In the records below, locate the line containing "Target: round fruit", then output that line and all later lines exactly, through the last one.

-------- Provided material --------

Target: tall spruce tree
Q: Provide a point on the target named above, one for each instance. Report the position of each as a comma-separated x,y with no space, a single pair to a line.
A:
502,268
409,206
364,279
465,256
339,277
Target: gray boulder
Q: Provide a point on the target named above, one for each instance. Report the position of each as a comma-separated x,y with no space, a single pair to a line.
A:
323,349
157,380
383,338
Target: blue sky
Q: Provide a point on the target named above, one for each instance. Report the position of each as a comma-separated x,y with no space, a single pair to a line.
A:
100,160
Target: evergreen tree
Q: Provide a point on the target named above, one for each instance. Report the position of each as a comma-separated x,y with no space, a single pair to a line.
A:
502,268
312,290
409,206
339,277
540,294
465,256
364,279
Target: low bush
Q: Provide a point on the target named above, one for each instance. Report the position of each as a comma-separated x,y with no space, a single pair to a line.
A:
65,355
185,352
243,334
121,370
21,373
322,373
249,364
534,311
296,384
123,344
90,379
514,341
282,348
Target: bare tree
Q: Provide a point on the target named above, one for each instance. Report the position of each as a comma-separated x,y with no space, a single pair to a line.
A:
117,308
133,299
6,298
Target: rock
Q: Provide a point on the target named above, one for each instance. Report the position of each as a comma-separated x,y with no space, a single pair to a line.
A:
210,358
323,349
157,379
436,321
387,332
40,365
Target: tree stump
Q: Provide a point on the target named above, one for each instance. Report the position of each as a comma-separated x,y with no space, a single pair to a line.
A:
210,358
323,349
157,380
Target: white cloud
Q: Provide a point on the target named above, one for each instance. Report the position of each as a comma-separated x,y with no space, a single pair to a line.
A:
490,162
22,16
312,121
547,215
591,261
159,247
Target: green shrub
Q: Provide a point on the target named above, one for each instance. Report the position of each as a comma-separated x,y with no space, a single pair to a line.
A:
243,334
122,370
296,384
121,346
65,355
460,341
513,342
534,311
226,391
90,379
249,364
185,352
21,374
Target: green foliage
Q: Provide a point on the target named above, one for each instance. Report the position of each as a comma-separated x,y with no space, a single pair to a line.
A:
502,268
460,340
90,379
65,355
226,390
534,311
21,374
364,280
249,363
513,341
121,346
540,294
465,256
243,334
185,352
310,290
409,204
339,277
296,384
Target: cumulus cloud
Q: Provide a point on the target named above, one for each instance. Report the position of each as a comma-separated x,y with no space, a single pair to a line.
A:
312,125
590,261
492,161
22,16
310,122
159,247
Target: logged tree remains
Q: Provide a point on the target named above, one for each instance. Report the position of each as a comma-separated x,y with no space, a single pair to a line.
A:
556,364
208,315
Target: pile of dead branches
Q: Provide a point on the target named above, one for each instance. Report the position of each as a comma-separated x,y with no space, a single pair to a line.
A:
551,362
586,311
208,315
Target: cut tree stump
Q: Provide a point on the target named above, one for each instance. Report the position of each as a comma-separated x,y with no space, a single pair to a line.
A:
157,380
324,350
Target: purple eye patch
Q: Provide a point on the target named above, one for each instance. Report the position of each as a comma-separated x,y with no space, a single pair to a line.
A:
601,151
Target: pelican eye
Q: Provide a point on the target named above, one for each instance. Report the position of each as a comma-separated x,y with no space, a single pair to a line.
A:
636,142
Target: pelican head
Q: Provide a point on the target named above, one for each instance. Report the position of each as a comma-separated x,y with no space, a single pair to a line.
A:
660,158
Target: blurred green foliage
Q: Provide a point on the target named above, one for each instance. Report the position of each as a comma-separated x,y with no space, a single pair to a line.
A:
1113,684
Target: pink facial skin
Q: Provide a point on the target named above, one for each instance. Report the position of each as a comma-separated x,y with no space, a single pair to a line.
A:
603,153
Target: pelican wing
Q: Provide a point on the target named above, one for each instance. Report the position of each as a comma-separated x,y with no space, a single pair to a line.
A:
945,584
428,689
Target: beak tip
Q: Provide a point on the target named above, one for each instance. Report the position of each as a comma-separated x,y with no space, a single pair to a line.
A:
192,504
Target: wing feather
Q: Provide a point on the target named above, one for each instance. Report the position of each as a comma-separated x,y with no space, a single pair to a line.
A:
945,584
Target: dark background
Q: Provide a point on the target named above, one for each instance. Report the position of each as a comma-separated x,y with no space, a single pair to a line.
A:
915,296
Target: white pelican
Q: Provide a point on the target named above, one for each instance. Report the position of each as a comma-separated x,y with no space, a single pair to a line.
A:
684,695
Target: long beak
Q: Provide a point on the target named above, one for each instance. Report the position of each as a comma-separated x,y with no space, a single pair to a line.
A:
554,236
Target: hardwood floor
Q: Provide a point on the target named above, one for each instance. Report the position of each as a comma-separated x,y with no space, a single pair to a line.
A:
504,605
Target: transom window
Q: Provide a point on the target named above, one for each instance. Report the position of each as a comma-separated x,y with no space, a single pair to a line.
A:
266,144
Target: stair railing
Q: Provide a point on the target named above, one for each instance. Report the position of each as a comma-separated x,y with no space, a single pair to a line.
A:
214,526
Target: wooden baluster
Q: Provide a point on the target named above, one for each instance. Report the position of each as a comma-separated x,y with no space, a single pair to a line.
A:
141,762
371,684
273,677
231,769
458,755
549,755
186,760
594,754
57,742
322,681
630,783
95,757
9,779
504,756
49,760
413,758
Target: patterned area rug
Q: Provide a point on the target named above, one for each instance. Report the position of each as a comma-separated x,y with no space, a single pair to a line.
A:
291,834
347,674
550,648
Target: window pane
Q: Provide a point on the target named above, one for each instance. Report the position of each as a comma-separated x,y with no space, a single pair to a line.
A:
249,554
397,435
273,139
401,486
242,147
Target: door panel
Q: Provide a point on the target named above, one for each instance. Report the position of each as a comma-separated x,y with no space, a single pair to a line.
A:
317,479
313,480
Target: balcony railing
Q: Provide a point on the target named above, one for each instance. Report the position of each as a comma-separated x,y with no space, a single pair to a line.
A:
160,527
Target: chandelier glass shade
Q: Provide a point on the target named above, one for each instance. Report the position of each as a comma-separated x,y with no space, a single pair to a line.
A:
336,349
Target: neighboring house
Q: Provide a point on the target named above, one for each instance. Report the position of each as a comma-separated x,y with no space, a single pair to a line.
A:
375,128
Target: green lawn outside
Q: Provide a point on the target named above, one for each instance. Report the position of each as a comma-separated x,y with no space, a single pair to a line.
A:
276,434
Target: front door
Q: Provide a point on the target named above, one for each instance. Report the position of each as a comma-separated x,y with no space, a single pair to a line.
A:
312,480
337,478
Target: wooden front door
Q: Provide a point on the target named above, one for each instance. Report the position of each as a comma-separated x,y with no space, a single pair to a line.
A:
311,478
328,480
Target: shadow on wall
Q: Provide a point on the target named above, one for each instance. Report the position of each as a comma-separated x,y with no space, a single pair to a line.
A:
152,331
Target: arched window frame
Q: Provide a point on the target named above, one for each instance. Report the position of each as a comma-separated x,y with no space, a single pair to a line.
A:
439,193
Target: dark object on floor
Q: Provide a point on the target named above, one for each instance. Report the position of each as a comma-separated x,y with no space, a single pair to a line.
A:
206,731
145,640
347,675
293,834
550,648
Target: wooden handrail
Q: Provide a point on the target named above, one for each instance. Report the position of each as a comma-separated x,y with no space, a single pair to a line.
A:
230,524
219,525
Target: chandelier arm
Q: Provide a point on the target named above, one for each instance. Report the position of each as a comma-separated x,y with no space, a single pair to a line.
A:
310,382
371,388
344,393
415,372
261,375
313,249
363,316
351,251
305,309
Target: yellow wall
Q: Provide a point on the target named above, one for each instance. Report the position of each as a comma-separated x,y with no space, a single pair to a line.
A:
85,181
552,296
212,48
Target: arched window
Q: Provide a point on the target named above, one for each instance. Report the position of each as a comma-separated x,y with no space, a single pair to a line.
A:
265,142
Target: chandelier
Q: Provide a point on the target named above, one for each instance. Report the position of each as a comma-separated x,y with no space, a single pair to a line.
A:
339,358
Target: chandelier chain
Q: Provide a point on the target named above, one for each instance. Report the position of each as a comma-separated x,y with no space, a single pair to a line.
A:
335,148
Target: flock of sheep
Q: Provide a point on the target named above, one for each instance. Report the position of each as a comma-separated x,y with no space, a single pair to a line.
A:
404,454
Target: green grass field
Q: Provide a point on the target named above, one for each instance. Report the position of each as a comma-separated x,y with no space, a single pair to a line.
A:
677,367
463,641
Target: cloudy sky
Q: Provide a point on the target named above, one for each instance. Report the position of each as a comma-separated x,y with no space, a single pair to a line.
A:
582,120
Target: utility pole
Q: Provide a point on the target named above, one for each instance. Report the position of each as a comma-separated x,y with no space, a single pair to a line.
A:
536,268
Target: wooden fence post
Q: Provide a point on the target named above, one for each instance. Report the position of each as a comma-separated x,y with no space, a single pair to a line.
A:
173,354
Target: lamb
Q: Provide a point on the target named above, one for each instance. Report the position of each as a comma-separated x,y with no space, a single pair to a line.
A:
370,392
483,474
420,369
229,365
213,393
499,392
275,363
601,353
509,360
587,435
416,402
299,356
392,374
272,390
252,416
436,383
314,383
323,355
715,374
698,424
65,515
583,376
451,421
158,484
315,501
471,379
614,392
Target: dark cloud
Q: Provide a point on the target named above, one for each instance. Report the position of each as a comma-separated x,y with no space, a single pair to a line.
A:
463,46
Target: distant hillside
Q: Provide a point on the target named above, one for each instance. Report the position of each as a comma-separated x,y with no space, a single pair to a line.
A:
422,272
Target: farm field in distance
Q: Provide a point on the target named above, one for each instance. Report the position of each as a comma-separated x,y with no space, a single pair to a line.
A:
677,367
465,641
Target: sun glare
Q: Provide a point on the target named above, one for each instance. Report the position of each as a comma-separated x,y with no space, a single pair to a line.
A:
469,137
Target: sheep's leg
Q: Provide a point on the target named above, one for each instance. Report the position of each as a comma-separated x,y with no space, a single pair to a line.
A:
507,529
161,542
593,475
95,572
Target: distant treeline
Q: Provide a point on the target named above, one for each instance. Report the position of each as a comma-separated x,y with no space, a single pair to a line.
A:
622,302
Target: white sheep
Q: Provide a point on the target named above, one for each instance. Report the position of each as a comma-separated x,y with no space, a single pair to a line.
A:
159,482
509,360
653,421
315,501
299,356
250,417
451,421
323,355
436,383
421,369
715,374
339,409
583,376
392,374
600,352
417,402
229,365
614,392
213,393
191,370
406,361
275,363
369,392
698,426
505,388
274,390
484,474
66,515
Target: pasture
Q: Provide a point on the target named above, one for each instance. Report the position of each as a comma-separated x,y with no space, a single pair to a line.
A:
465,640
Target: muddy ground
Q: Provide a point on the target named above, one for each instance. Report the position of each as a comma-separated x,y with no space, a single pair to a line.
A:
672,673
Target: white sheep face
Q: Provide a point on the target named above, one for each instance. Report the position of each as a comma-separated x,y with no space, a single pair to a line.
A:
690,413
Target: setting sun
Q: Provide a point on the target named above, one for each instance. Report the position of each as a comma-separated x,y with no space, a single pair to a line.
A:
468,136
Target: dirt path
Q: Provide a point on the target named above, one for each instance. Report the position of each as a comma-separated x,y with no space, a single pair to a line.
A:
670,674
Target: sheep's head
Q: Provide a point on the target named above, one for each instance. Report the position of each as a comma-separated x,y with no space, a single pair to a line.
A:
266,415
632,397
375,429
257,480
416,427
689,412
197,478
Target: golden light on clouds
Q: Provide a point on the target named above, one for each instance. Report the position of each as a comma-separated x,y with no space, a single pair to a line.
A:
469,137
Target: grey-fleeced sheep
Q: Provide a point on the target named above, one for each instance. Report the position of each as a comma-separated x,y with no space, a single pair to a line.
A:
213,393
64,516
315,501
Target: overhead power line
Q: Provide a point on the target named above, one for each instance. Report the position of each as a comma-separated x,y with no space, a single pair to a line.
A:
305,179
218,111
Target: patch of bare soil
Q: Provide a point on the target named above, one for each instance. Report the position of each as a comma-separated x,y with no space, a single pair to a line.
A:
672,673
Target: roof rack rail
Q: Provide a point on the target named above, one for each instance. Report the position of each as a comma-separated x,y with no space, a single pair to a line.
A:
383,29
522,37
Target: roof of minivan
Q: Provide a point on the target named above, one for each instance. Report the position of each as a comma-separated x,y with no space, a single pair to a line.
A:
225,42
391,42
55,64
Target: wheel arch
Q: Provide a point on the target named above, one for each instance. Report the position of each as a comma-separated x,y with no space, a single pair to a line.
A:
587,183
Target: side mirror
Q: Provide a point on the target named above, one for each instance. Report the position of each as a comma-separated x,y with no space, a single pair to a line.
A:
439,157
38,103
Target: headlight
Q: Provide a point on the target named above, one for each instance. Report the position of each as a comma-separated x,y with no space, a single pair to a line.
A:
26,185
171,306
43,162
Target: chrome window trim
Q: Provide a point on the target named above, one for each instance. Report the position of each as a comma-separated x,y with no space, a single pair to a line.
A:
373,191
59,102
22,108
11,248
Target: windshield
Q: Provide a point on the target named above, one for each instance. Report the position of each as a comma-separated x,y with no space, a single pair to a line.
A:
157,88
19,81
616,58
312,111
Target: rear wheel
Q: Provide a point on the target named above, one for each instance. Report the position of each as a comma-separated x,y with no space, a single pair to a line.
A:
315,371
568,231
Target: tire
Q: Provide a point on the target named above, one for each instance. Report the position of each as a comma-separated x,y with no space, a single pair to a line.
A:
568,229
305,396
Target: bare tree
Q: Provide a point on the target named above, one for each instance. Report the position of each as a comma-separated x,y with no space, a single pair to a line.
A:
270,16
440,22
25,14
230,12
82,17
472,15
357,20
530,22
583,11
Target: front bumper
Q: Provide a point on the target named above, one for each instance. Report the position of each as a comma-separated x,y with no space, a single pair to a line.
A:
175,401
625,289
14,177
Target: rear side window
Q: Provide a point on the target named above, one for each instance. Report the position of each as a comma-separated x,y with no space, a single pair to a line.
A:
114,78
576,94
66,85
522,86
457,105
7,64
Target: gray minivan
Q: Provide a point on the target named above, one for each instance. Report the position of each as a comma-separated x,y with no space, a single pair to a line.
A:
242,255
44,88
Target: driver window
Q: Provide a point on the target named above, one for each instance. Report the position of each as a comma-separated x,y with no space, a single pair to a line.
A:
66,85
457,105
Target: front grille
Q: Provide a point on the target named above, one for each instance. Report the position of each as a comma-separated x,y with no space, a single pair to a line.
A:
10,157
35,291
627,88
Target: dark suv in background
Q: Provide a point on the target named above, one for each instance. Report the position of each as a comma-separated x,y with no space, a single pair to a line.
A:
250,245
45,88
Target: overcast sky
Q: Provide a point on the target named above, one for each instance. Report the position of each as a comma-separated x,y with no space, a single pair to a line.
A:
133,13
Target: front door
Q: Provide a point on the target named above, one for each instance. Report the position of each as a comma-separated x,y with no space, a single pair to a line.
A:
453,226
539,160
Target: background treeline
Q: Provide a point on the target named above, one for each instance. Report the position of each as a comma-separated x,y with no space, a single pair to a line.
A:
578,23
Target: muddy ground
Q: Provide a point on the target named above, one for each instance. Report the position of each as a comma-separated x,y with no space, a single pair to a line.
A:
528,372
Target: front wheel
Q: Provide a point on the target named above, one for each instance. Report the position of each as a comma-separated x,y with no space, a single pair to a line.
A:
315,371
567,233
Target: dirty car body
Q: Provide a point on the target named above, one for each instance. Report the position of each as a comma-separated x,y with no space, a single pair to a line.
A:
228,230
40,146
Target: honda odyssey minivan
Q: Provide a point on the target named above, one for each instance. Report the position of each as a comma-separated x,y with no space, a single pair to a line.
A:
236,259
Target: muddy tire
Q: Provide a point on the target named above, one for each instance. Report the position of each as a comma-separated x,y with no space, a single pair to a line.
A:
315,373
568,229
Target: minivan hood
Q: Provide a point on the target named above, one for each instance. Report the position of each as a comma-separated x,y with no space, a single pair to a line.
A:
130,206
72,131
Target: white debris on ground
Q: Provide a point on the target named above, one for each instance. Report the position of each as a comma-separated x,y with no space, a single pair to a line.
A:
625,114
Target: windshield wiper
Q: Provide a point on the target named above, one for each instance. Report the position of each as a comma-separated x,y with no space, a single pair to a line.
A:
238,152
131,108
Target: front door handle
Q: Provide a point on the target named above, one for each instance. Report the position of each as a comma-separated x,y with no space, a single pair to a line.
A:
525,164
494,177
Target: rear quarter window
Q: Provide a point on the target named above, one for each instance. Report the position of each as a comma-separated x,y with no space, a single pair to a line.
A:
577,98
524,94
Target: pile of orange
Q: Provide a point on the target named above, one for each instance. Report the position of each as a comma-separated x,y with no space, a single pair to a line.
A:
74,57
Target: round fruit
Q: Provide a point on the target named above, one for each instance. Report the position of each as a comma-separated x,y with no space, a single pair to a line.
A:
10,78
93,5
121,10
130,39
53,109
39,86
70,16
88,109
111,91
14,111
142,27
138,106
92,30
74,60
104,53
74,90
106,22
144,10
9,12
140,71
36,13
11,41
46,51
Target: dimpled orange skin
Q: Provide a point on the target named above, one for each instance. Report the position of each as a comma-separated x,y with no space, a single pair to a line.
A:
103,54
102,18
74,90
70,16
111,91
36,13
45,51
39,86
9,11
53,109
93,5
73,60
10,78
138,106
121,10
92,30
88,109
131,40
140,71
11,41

--------

*Result of this task*
Target: round fruit
Q: Provide a point on the target named above, one for each instance. Report the position of each as a comma-separated x,y with no space, a single pair to a line.
A:
10,78
93,5
121,10
130,39
53,109
39,86
70,16
88,109
111,91
14,111
142,27
138,106
92,30
74,60
104,53
74,90
106,22
144,10
9,12
140,71
36,13
11,41
46,51
Target: dimpled orange skin
Q: Provide a point on the target named above, one for each instance. Report the position of each as a comma-separated x,y with no space, a single pair to a line.
A:
103,54
102,18
74,90
70,16
111,91
36,13
45,51
39,86
9,11
53,109
93,5
73,60
10,78
138,106
121,10
92,30
88,109
131,40
140,71
11,41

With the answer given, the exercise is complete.